QUESTIONS D'ÉTUDE:
• 1. Résumez l'article sur Doug Sam en deux phrases.
• 2. Répondez aux questions suivantes à l'aide de l'article sur Doug Sam.
(a) En quelle année et dans quelle ville Doug Sam est-il né ?
(b) Pour quelle raison a-t-il été refusé dans l'ARC en 1941 ?
(c) Dans quelle ville entre le char américain dont le commandant reçoit des cartes en septembre 1944 ?
• 3. Rédigez la suite de l'article sur Doug Sam, en commençant après sa dernière phrase.

TEXTE DU DOCUMENT:
*****

Les nombreuses guerres de Doug Sam

Un fils parle de son père, le Canadien d’origine chinoise le plus décoré du pays.

Par Trevor Sam

Mis en ligne le 13 décembre 2015

Au début du mois de juillet 1944, ma grand-mère a appris du gouvernement canadien que son fils Kam Len Douglas Sam, mon père, avait été abattu au-dessus du nord de la France lors d’une mission de bombardement, et qu’il était présumé mort.

Doug Sam était un Canadien d’origine chinoise de troisième génération, né à Victoria en 1918, et sous-lieutenant d’aviation pour l’Aviation royale canadienne. Les services religieux firent son éloge et les journaux de Victoria lui rendirent hommage en le décrivant comme un enfant du quartier chinois ayant fait le sacrifice ultime. Mon arrière-grand-mère, bien que fervente anglicane, se rendit au temple chinois de Victoria et y alluma de l’encens : les bâtons d’encens lui indiquaient cependant que son petit-fils n’était pas mort.

Et les bâtons avaient raison. Sam avait sauté en parachute et atterri à seulement 180 mètres d’une base de la Luftwaffe, d’où il a pu contacter le maquis français.

Sa famille n’a appris que plusieurs mois plus tard qu’il était encore vivant. Les résistants français et le MI9, la section du renseignement militaire britannique chargée d’aider les résistants dans l’Europe sous contrôle nazi, entretinrent la légende selon laquelle mon père était mort dans son bombardier Halifax.

Il avait été refusé dans l’ARC en 1941 parce qu’il n’était pas de type caucasien, mais sera admis un an plus tard, lorsque le gouvernement supprimera la clause raciale dans ses règles d’admission; son ascendance chinoise se révélera d’ailleurs un atout. Il devait rester en France pour coordonner l’évasion d’autres aviateurs alliés. Des résistants lui fournirent des vêtements et de faux papiers l’identifiant comme un étudiant asiatique piégé en France par l’occupation allemande.

Pendant l’été et le début de l’automne 1944, il participe à la résistance dans le nord de la France, bluffant pour échapper à deux rafles de la Gestapo avec le peu de français qu’il a appris au collège à Victoria. Il est témoin des embuscades tendues aux convois de ravitaillement allemands, de l’élimination des agents de la Gestapo et des collaborateurs français, ainsi que des rafles systématiques de Juifs et de Tziganes français et de leur envoi vers les camps de la mort.

En septembre 1944, le commandant d’un char américain entrant dans Reims à la tête de la Troisième Armée américaine est surpris de recevoir des cartes de la ville et du déploiement des forces allemandes des mains d’un Canadien chinois dirigeant, de surcroît, les forces de la résistance.

*****

CONTENU DES DONNÉES:
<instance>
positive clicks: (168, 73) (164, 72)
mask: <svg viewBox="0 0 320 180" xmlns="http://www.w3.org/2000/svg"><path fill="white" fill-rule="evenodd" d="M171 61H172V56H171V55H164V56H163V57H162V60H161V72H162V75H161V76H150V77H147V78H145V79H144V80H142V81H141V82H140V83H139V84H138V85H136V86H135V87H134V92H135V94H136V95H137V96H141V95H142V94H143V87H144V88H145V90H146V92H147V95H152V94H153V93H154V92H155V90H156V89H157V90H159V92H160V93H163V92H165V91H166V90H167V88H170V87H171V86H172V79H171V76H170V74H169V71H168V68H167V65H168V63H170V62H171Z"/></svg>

*****

LISTE DES RÉPONSES:
• 1. En juillet 1944, la famille de Doug Sam, sous-lieutenant d'aviation canadien d'origine chinoise né à Victoria en 1918, apprend qu'il a été abattu au-dessus du nord de la France et qu'il est présumé mort, alors qu'il a en réalité sauté en parachute et contacté le maquis français. Resté en France pour coordonner l'évasion d'autres aviateurs alliés, il participe à la résistance dans le nord du pays et remet, en septembre 1944, des cartes de Reims et du déploiement des forces allemandes au commandant d'un char américain.

• 2.
(a) En 1918, à Victoria.
(b) Parce qu'il n'était pas de type caucasien.
(c) À Reims.

• 3.
Mon père a participé à 28 raids terrifiants sur la Forteresse Europe en 1943 et 1944, dont une mission au-dessus de Nuremberg au cours de laquelle 94 bombardiers alliés seront abattus, et une mission au-dessus de Berlin où 73 bombardiers seront perdus. Une barricade dans une rue de Reims sera cependant son dernier combat de la Seconde Guerre mondiale. Il dira plus tard que c’est la première fois qu’il a eu véritablement peur, car c’était la première fois qu’il se battait au sol. À l’aide d’armes larguées par avion, et avec les membres des forces clandestines, les combattants affrontent les troupes allemandes dans une lutte acharnée et réussissent à repousser trois attaques brutales jusqu’à ce que les troupes américaines entrent dans la ville et forcent l’ennemi à capituler.

Quelques jours plus tard, mon père se retrouve à Londres. Il envoie un télégramme à ma grand-mère pour lui dire qu’il est vivant et en bonne santé. Cette dernière éclate en sanglots, mais n’est pas surprise : les bâtons d’encens n’avaient pas menti. 

La guerre aérienne et la guerre terrestre de la Seconde Guerre mondiale ne seront pas les dernières de mon père. Alors que la guerre de Corée occupe l’esprit de la plupart des Canadiens au début des années 1950, il est détaché auprès de l’Aviation royale canadienne pour servir en tant que spécialiste de la contre-insurrection dans les États Malais. Les Britanniques y mènent une guerre de jungle contre les communistes chinois, malaisiens et indiens.

Mon père interroge plus de 300 prisonniers, faisant bon usage de sa connaissance du cantonais et du mandarin. Il sert sous les ordres de Sir Maurice Oldfield, le défunt maître-espion britannique qui aurait servi de modèle à George Smiley, personnage fictif du romancier John le Carre.

En 1967, après 25 ans de service continu, comprenant des séjours à Londres et à Washington, mon père prend sa retraite de l’ARC avec le grade de chef d’escadron, devenant ainsi le Canadien d’origine chinoise le plus décoré de tous les temps. Il a notamment reçu la Croix de guerre,étoile d’argent, décernée par le gouvernement français.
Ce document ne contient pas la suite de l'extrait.